→ **WRITTEN TASK**
Repeat the following entries word for word, keeping every line as it stands.

Data entries
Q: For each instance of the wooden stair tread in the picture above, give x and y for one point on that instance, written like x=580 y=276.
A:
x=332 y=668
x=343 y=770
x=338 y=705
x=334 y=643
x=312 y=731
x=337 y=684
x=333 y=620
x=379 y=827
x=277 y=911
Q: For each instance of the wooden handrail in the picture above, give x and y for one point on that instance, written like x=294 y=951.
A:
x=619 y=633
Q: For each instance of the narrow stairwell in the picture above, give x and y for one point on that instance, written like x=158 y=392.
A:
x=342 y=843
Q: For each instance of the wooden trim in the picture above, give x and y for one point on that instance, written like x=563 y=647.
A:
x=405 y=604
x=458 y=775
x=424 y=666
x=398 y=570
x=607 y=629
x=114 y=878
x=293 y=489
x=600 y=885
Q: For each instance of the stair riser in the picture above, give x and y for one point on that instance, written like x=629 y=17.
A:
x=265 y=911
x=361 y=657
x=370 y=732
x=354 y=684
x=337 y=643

→ **THE REPLY**
Q: For each instance of the wooden stair tread in the picture above, give x and y for one point on that instance, written like x=580 y=276.
A:
x=332 y=668
x=343 y=770
x=338 y=705
x=334 y=643
x=312 y=731
x=337 y=684
x=333 y=620
x=379 y=827
x=277 y=911
Q: For each instance of the wooden handrail in the picture above, give x and y for one point on that instance, written like x=294 y=951.
A:
x=619 y=633
Q: For each instance of the narrow stairwell in the picture above, give x and y for one point on that instance, written like x=158 y=392.
A:
x=342 y=843
Q: For each instance of the wooden trim in the picture above, give x and y for one point on that instance, written like x=563 y=647.
A:
x=405 y=604
x=458 y=775
x=424 y=666
x=398 y=570
x=607 y=629
x=114 y=878
x=293 y=489
x=600 y=885
Q: For each instance of the stair riser in the picture above, give x and y for one point on that instance, written like x=629 y=17.
A:
x=265 y=911
x=361 y=657
x=370 y=732
x=354 y=684
x=337 y=643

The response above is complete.